> **Text**:
>>>

They took my advice, they brought it back
National costume was all-over-black
There were corpses in the avenues and cul-de-sacs
Piled up neatly in six-man stacks
Hanging from the traffic lights and specially made racks
They’d hang you for incontinence and fiddling your tax
Failure to hang yourself justified the axe
A deedely dee, a deedely dum
Looks like they brought back hanging for everyone.

The novelty’s gone, it’s hell
This place is a death cell
The constant clang of the funeral bells
Those who aren’t hanging are hanging someone else
The people pay, the paper sells
It’s plug ugly sub-animal yells
Death is unsightly, death smells
Swinging Britain, don’t put me on
They’re gonna bring back the rope for everyone.

<<<

> **Extracted data**:
>>>

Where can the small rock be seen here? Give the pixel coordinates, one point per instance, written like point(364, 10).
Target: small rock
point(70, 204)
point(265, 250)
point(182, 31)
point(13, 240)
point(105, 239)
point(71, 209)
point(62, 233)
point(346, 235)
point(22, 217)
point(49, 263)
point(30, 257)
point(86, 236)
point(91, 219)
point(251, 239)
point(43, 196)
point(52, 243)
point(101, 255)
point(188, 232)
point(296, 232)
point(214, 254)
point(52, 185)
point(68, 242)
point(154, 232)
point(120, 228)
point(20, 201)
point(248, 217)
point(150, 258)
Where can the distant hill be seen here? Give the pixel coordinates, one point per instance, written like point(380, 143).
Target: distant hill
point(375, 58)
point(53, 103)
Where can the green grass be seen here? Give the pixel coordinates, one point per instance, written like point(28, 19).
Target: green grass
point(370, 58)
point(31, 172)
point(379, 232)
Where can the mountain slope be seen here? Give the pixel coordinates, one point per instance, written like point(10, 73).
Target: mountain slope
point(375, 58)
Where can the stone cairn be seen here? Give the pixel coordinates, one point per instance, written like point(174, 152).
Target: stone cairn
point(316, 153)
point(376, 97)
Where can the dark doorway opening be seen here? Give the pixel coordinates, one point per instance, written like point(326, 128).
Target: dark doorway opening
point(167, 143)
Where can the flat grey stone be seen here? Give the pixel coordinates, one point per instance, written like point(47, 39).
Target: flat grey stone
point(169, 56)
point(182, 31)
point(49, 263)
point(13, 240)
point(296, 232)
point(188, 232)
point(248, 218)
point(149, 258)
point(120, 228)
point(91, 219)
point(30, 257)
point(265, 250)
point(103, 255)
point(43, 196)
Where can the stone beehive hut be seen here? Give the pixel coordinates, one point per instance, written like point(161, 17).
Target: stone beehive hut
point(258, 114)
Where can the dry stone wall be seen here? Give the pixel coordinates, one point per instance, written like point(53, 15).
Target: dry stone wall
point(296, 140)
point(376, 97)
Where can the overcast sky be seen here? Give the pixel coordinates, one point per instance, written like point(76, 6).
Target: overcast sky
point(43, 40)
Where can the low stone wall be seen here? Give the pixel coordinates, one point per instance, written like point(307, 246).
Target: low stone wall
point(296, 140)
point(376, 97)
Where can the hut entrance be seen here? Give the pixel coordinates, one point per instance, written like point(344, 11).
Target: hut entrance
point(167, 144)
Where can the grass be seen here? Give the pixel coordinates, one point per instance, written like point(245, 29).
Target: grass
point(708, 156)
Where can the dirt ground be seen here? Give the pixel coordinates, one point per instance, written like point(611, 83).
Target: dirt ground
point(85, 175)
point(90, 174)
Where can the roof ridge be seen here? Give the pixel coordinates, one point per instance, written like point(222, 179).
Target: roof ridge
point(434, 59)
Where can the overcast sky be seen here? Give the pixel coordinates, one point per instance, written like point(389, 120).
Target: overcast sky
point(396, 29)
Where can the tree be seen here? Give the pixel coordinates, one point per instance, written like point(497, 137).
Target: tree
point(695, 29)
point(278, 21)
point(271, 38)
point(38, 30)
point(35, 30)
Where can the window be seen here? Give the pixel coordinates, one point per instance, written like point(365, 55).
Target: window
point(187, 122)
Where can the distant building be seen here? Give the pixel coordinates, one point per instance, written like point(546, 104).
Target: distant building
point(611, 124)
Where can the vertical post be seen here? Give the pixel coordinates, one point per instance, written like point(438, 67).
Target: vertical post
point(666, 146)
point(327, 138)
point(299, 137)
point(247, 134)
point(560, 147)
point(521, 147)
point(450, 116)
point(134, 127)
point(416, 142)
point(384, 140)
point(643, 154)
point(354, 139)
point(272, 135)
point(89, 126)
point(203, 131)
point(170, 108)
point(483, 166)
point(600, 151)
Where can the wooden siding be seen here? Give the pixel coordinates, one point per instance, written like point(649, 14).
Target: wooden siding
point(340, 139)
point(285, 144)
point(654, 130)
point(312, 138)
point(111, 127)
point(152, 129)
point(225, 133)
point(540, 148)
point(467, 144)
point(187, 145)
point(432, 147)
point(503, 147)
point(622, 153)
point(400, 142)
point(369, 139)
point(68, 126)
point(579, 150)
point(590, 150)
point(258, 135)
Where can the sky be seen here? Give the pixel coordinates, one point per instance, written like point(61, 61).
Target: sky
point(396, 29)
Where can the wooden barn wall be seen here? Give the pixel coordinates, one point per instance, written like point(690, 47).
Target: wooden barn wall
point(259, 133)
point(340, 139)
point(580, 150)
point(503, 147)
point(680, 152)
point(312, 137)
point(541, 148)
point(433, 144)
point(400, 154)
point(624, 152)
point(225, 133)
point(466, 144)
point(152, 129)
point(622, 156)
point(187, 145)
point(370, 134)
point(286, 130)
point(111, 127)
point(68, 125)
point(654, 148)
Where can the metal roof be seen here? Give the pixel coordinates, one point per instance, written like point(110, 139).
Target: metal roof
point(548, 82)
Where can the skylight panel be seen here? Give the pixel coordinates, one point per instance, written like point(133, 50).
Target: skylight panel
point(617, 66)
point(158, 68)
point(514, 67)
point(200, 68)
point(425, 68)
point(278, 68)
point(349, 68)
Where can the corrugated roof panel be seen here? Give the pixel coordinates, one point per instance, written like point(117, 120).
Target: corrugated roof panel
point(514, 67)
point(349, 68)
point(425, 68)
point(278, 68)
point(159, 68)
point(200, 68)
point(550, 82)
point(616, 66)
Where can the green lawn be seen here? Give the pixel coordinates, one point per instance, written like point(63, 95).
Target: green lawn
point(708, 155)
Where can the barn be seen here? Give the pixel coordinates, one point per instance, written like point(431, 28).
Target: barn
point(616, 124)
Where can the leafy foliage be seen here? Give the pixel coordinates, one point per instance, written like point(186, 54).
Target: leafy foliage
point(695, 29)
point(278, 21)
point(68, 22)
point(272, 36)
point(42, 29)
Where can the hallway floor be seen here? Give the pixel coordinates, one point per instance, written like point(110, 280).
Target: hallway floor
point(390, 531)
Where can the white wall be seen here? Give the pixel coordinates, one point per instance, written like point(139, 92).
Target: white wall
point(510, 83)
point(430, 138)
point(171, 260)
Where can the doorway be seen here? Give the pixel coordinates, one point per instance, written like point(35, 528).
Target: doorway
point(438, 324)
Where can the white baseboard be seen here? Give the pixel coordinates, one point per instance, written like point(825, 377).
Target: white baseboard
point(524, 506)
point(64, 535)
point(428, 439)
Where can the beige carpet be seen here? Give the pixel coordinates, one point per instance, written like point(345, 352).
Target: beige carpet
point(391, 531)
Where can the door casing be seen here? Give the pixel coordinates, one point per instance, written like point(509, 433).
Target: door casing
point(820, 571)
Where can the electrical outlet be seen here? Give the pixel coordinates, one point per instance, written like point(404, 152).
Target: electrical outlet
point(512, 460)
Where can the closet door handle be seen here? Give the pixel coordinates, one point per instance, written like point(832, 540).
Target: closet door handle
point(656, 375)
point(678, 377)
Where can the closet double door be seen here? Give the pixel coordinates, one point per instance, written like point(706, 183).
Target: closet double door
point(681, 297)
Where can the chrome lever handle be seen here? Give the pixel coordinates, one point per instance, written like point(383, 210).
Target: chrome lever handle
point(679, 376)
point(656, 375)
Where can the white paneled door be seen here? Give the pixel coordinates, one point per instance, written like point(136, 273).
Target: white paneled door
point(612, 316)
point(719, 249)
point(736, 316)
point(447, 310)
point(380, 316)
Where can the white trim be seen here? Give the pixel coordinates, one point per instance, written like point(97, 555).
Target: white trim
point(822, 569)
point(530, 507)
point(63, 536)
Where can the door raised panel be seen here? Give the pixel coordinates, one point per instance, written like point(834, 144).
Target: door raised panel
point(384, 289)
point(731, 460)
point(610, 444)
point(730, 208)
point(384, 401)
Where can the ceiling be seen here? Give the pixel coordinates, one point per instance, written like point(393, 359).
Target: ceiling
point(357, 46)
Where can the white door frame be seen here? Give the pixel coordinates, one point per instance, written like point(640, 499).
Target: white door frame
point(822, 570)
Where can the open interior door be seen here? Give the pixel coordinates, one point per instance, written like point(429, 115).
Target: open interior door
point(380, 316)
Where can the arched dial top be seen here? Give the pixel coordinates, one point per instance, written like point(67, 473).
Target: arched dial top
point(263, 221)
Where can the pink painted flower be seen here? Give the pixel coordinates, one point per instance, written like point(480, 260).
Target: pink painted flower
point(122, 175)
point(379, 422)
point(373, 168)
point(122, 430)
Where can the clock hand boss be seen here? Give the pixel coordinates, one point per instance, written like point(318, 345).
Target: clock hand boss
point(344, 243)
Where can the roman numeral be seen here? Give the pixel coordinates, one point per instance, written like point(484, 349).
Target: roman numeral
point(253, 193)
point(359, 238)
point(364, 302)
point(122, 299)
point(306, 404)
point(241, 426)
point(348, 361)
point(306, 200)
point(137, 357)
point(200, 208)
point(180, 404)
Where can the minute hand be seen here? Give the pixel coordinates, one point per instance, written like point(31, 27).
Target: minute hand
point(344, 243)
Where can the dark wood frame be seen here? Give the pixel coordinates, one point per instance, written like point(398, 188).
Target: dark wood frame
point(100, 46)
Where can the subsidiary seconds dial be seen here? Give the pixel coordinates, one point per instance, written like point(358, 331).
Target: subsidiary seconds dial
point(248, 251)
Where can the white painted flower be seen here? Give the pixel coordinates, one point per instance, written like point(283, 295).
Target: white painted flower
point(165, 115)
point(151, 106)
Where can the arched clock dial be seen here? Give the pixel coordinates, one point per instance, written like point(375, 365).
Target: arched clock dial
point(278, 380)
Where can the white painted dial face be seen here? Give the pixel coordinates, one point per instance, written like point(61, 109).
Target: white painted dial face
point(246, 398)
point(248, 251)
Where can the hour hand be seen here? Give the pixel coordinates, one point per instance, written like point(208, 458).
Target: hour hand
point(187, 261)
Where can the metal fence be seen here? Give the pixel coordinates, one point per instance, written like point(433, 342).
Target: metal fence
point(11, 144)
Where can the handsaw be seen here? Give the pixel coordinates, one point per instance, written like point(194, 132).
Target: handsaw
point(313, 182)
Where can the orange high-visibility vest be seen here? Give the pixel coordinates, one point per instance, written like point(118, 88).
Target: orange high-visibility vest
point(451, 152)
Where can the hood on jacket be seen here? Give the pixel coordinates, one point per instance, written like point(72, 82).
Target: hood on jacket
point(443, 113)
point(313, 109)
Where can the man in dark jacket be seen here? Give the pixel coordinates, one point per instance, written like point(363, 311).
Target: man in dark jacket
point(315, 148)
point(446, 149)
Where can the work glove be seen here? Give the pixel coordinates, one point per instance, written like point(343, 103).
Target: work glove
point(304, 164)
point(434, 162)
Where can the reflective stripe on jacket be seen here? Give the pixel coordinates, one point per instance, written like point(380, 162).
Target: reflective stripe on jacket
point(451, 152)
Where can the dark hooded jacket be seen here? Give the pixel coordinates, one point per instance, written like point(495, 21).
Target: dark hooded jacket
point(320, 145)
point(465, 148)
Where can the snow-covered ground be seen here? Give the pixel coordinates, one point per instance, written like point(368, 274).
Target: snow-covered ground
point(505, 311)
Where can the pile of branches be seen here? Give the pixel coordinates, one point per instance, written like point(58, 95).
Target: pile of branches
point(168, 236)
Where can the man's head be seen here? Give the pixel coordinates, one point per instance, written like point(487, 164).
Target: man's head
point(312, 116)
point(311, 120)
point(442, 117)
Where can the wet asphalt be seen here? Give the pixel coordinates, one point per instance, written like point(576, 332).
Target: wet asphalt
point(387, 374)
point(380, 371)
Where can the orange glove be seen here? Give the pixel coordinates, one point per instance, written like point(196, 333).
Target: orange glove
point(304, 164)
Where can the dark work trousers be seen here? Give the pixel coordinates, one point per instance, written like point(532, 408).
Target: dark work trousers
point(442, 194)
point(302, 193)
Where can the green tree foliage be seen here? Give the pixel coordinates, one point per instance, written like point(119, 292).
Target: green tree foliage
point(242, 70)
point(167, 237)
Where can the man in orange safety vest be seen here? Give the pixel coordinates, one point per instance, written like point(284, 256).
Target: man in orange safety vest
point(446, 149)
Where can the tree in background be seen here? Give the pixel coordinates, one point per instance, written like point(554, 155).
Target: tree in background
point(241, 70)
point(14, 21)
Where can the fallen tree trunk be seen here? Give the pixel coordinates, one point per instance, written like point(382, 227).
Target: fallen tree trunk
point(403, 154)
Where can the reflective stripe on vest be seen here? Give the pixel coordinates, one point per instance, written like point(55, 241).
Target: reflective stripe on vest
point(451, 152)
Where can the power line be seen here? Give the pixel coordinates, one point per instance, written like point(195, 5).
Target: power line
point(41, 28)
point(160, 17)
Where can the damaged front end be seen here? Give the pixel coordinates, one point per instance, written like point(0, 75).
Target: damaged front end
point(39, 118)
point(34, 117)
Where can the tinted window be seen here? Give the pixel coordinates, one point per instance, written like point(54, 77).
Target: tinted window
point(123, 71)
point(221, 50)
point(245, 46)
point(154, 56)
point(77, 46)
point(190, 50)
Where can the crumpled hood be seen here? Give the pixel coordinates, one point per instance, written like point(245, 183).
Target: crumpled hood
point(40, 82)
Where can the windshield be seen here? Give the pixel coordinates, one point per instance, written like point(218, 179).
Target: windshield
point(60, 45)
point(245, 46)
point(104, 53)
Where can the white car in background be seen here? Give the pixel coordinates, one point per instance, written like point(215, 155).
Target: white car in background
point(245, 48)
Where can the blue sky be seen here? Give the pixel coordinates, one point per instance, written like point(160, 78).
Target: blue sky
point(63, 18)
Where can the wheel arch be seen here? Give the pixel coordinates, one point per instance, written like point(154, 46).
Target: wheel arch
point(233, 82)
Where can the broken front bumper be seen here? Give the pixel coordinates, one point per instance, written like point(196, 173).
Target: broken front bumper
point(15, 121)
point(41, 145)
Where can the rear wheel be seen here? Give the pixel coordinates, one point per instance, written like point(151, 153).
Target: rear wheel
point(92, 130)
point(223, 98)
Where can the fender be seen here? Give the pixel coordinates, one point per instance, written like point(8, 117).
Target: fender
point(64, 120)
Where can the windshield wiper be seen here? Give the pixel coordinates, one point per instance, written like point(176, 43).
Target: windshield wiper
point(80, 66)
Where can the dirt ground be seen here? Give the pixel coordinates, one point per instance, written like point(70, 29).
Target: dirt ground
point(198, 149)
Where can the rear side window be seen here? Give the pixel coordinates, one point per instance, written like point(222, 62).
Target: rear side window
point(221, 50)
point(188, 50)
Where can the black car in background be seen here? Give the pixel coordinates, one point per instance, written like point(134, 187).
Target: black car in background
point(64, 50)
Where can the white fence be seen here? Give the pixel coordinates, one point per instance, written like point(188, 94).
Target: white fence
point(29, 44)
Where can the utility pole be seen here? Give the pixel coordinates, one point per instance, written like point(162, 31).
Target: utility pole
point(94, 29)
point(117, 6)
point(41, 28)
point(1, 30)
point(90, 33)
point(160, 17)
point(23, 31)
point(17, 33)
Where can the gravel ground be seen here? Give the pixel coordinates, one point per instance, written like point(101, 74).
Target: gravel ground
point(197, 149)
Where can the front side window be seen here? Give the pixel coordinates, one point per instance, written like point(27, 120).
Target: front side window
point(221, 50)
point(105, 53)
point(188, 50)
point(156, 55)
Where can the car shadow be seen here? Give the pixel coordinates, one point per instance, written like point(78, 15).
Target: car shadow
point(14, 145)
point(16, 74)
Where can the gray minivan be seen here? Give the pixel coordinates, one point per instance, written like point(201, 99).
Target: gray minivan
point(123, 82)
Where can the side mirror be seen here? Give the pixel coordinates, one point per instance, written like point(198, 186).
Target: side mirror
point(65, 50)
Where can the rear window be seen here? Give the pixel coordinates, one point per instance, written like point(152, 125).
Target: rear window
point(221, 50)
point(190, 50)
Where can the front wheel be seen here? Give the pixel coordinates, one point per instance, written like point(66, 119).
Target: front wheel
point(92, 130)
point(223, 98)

<<<

> **The problem**: Please write out the passage of the lyrics that begins with the words containing "The novelty’s gone, it’s" and ends with "rope for everyone.", substituting "chimes" for "bells".

> **Result for this task**:
The novelty’s gone, it’s hell
This place is a death cell
The constant clang of the funeral chimes
Those who aren’t hanging are hanging someone else
The people pay, the paper sells
It’s plug ugly sub-animal yells
Death is unsightly, death smells
Swinging Britain, don’t put me on
They’re gonna bring back the rope for everyone.